PROBLEM DESCRIPTION:
Leaving out all images, write out the records that follow exactly.
## begin DATA SHOWN
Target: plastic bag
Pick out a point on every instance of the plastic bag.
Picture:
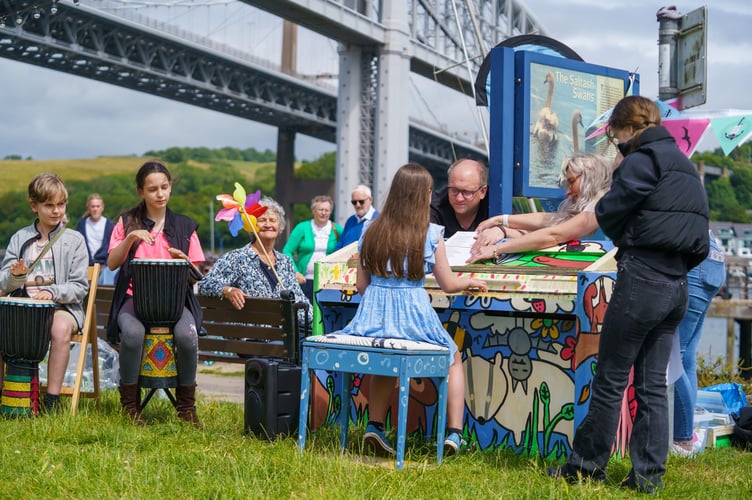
(109, 367)
(722, 398)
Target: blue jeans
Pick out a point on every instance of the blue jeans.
(703, 282)
(641, 319)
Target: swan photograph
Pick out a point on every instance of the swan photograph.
(563, 103)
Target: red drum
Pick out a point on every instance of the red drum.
(159, 291)
(25, 326)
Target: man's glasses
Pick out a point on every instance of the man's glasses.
(464, 193)
(611, 136)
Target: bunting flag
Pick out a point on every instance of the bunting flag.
(668, 109)
(687, 132)
(732, 130)
(732, 127)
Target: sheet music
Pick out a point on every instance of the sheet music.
(458, 247)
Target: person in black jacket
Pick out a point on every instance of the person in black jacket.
(97, 230)
(656, 212)
(150, 230)
(462, 204)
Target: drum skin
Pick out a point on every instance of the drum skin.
(159, 288)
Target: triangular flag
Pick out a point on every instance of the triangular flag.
(732, 130)
(686, 132)
(602, 118)
(668, 111)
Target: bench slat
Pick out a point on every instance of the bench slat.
(268, 324)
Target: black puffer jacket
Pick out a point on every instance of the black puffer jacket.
(657, 209)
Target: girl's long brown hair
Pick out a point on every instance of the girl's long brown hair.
(134, 217)
(399, 231)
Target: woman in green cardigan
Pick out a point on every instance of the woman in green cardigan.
(311, 240)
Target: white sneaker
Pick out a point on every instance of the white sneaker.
(679, 450)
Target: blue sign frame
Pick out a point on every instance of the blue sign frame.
(576, 93)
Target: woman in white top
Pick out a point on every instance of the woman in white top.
(587, 178)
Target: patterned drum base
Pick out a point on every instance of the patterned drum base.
(158, 368)
(20, 390)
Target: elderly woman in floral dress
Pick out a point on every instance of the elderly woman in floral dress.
(250, 271)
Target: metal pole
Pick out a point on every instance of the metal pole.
(668, 32)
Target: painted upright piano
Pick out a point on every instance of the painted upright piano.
(528, 345)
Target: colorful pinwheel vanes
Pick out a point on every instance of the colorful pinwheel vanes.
(240, 210)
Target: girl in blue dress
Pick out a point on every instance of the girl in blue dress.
(394, 301)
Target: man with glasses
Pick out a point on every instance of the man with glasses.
(362, 202)
(462, 204)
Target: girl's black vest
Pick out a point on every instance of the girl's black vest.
(177, 230)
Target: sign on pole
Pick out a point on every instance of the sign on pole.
(692, 66)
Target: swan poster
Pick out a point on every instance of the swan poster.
(562, 100)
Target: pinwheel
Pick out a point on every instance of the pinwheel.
(241, 210)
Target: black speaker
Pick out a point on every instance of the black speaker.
(272, 397)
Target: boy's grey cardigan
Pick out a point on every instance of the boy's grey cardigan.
(71, 261)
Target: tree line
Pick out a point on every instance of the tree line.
(194, 188)
(199, 175)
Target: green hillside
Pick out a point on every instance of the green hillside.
(199, 175)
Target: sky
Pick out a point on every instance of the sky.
(49, 114)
## end DATA SHOWN
TASK RESULT:
Target: plastic bag
Pick out a point on every instance of the plastic bag.
Picture:
(109, 367)
(722, 398)
Target: blue jeans
Pick out a point on every instance of the blue jeans.
(703, 282)
(641, 319)
Target: swan photograph
Pick out a point on every instance of the swan photograph.
(563, 103)
Target: red drum
Pick out a point on every instance of the red drum.
(159, 291)
(25, 326)
Target: man's glasses
Pick out a point on every instance of the man's glasses.
(464, 193)
(611, 136)
Target: bunting flag
Pick out a point on every instance of the bunting flag.
(668, 109)
(687, 132)
(732, 130)
(732, 127)
Target: sheet music
Pick out a point on every instance of the sheet music.
(458, 247)
Target: person in black jacket
Pick out a point on every instance of the person in black jacket.
(97, 230)
(656, 212)
(150, 230)
(462, 204)
Target: drum skin
Pick out a point on every instance of the drum skin.
(159, 288)
Target: triangular flag
Pick out a point on every instance of the triangular flag.
(732, 130)
(686, 132)
(602, 118)
(668, 111)
Target: bench slat
Pick out a point on every instance of the bench slat.
(268, 324)
Target: black puffer jacket
Pick out a point on every instance of the black puffer jacket.
(657, 209)
Target: girl's long brown hair
Pick out a point on every instance of the girl's long brown hair.
(134, 217)
(399, 231)
Target: woman in green cardigan
Pick out a point on every instance of the woman in green cardigan.
(311, 240)
Target: white sneaker
Pick out a point on every instance of the white sneaker.
(679, 450)
Target: blue sign frame
Pick out a point on every instance of the blue sign frame.
(576, 93)
Target: woman in white top
Pick out a point on every instance of the woman in white top.
(587, 178)
Target: patterned drum base
Pick out a point on every instance of the patterned drum base.
(158, 368)
(20, 390)
Target: elderly woman in floral dress
Pick out a point on every instance of the elderly woman in floral dress.
(250, 271)
Target: metal pole
Pick out a point on every instance of the metal pole.
(668, 32)
Target: painted upright piano
Pick out a point on every instance of the painted upright piano.
(528, 345)
Target: colorful pinwheel vanes
Pick out a point on every instance of the colorful pinwheel vanes.
(240, 210)
Target: girl in blue dress
Pick out a point on every instance of the girl in blue dress.
(394, 301)
Target: man with glasses
Pick out a point on every instance of the man with glasses.
(362, 202)
(462, 204)
Target: girl's black vest
Pick out a point on every instance of the girl's black vest.
(177, 230)
Target: sign on pole
Pick out a point on every instance of the sign on pole.
(692, 66)
Target: swan poster
Pick out a point on every instance of the swan poster.
(562, 100)
Target: pinwheel
Pick out a point on every instance of the pinwheel.
(241, 210)
Target: black speaker
Pick out a point on every instance of the black speaker.
(272, 397)
Target: boy's grey cardigan
Pick out a point on every instance of the boy's grey cardigan.
(71, 261)
Target: tree line
Pick out a point on every instance of the tree line.
(194, 188)
(199, 175)
Target: green hillside
Pick out a point on every instance of the green hillside.
(199, 175)
Target: sky
Pick out a point on every instance of the sky.
(49, 114)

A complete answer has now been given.